▶ **Exercise prompt**:
Rewrite the lines below with "almond flake" changed to "sliced almond" and everything else left the same. Omit the pictures from your answer.

▶ **Material provided**:
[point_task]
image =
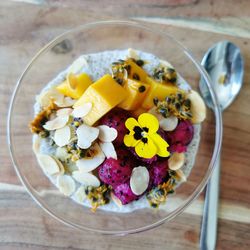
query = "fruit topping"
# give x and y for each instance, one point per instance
(99, 95)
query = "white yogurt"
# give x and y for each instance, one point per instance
(97, 65)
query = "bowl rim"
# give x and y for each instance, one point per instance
(218, 130)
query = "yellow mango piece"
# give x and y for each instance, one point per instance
(158, 90)
(136, 113)
(74, 86)
(136, 71)
(136, 92)
(104, 95)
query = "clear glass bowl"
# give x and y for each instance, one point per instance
(55, 57)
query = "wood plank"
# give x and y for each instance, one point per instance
(23, 224)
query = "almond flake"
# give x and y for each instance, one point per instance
(45, 98)
(60, 165)
(169, 124)
(80, 194)
(78, 65)
(58, 122)
(36, 144)
(133, 54)
(88, 164)
(71, 80)
(66, 184)
(115, 199)
(166, 64)
(107, 134)
(66, 102)
(108, 149)
(180, 175)
(154, 112)
(64, 112)
(198, 108)
(86, 135)
(62, 136)
(82, 110)
(48, 164)
(62, 154)
(139, 180)
(176, 161)
(87, 179)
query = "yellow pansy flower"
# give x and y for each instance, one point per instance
(144, 138)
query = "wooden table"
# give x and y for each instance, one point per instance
(29, 24)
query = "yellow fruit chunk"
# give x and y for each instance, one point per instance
(136, 92)
(158, 90)
(136, 72)
(104, 95)
(74, 86)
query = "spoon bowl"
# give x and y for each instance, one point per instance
(225, 66)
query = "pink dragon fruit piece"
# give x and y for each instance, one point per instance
(158, 172)
(180, 137)
(114, 172)
(116, 119)
(124, 193)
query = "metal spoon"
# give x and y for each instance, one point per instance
(225, 66)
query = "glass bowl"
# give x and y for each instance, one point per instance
(54, 58)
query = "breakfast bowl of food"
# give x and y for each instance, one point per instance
(107, 130)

▶ **Answer to this task**:
[point_task]
image =
query = "fruit topping"
# give x and y for each instance, one point per instance
(99, 95)
query = "white yogurt"
# give x and y for each instance, one point per instance
(97, 65)
query = "bowl rim"
# give x and y for each instance, one point per instance
(218, 130)
query = "yellow mango piece"
# give x and y for each instance, one point per instance
(158, 90)
(136, 113)
(74, 86)
(136, 71)
(136, 92)
(104, 95)
query = "clear glass bowl"
# give x and y for each instance, one point per instance
(55, 57)
query = "wood plank"
# give x and y for each instance, one point per instance
(23, 224)
query = "sliced almond"
# give x and y for each instance, one point per instance
(45, 98)
(60, 165)
(169, 124)
(80, 194)
(78, 65)
(58, 122)
(36, 144)
(133, 54)
(88, 164)
(71, 80)
(66, 184)
(115, 199)
(166, 64)
(107, 134)
(66, 102)
(108, 149)
(180, 175)
(154, 112)
(64, 112)
(198, 108)
(86, 135)
(62, 136)
(82, 110)
(48, 164)
(62, 154)
(139, 180)
(176, 161)
(87, 179)
query = "yellow pansy flower"
# give x and y for each instance, one point per instance
(144, 138)
query = "wooden table"
# give x and y for each instance, one point per instance
(29, 24)
query = "yellow fruit chunk"
# give x and y for each instance, one point per instance
(136, 92)
(158, 90)
(136, 72)
(104, 95)
(74, 86)
query = "spoon bowl"
# give x and y for each instance, one point per instance
(225, 66)
query = "pink dragon fruit piece"
# give x and y for each instance, one point per instance
(158, 172)
(180, 137)
(114, 172)
(116, 119)
(124, 193)
query = "metal spoon"
# give x and y for each instance, one point per instance
(225, 66)
query = "glass bowl"
# give x and y for each instance, one point per instance
(54, 58)
query = "breakfast bowl of food"
# give x and y for each instance, one point per instance
(107, 130)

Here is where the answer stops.